Ambon (ANTARA) - Balai Konservasi Sumber Daya Alam (BKSDA) Maluku menerima penyerahan satwa liar secara sukarela dari warga setempat di kantor Pusat Konservasi Satwa (PKS) Kepulauan Maluku.

“Kami menerima kunjungan dari warga Fenny Harijani Nefra, untuk menyerahkan sebanyak dua ekor satwa liar jenis burung kakak tua koi (Cacatua galerita) untuk dikarantina dan direhabilitasi dengan harapan suatu saat akan dilepasliarkan kembali ke habitatnya,” kata Polisi Kehutanan (Polhut) BKSDA Maluku Seto di Ambon, Selasa.

Ia mengatakan penyerahan ini bagian dari upaya pelestarian dan perlindungan satwa liar di wilayah Maluku.

“Semoga apa yang dilakukan Ibu Fenny ini dapat bermanfaat bagi kelestarian alam, khususnya jenis satwa yang ada di Maluku, dan semoga dapat menjadi contoh untuk seluruh masyarakat luas,” katanya.

Ia mengungkapkan apresiasi dan terima kasih kepada masyarakat yang telah berpartisipasi dalam program penyerahan satwa liar.

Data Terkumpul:
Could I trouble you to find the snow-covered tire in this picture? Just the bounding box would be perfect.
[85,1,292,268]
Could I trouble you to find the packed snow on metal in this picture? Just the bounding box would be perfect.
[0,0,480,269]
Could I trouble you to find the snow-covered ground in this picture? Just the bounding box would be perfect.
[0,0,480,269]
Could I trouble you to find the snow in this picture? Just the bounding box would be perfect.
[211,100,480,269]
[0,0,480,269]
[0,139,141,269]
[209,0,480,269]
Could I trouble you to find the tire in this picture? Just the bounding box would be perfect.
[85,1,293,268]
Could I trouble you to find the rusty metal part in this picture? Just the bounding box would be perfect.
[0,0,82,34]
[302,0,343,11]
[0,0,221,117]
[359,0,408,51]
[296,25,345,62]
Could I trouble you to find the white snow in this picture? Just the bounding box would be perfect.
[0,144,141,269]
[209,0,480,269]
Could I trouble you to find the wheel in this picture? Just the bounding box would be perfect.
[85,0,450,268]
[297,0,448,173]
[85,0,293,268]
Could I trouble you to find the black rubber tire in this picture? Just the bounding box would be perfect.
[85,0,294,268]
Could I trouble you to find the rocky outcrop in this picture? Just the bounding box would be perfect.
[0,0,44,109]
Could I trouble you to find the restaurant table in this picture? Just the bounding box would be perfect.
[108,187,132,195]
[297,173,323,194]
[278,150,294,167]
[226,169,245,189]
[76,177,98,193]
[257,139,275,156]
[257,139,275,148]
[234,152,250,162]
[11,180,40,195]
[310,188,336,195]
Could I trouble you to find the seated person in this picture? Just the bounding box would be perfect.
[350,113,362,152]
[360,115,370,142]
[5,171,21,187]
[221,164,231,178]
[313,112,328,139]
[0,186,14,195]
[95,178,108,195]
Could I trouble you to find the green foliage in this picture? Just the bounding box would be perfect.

> **Petunjuk Tugas**:
1. Menurut berita tentang penyerahan satwa liar ke BKSDA Maluku, berapa ekor burung kakak tua koi yang diserahkan oleh warga?
2. Lanjutkan berita tentang penyerahan satwa liar ke BKSDA Maluku, mulai tepat setelah kalimat terakhirnya.

> **Hasil Berurutan**:
1. Dua ekor.

2.
“Kami sangat menghargai kepedulian masyarakat terhadap perlindungan satwa liar. Penyerahan ini sangat penting untuk memastikan bahwa satwa-satwa tersebut mendapatkan perlakuan yang sesuai dan dapat hidup di habitat yang aman,” ujarnya.

Baca juga: BKSDA Maluku terima kakaktua koki hasil translokasi dari BKSDA Sumbar

BKSDA Maluku terus mendorong masyarakat untuk berperan aktif dalam konservasi dengan melaporkan atau menyerahkan satwa liar yang tidak dapat mereka pelihara. Upaya ini bagian dari komitmen BKSDA menjaga kelestarian biodiversitas dan ekosistem di Maluku.

Ia menegaskan kepada masyarakat, bahwa satwa liar khususnya jenis-jenis burung endemik di Kepulauan Maluku tidak dapat ditemukan di tempat lain sehingga menjadi kewajiban setiap orang menjaga keanekaragaman kelimpahan, baik jenis tumbuhan maupun satwa di Maluku.

Ia juga berharap, bagi masyarakat yang menemukan kasus penyelundupan satwa segera melapor ke pihak yang berwenang, baik BKSDA maupun kepolisian.

“Kita terbuka kepada masyarakat, apabila ada penyerahan maupun laporan akan kita terima. Ini juga biar bisa kita nikmati TSL tersebut di masa kini maupun masa yang akan datang,” ucap Seto.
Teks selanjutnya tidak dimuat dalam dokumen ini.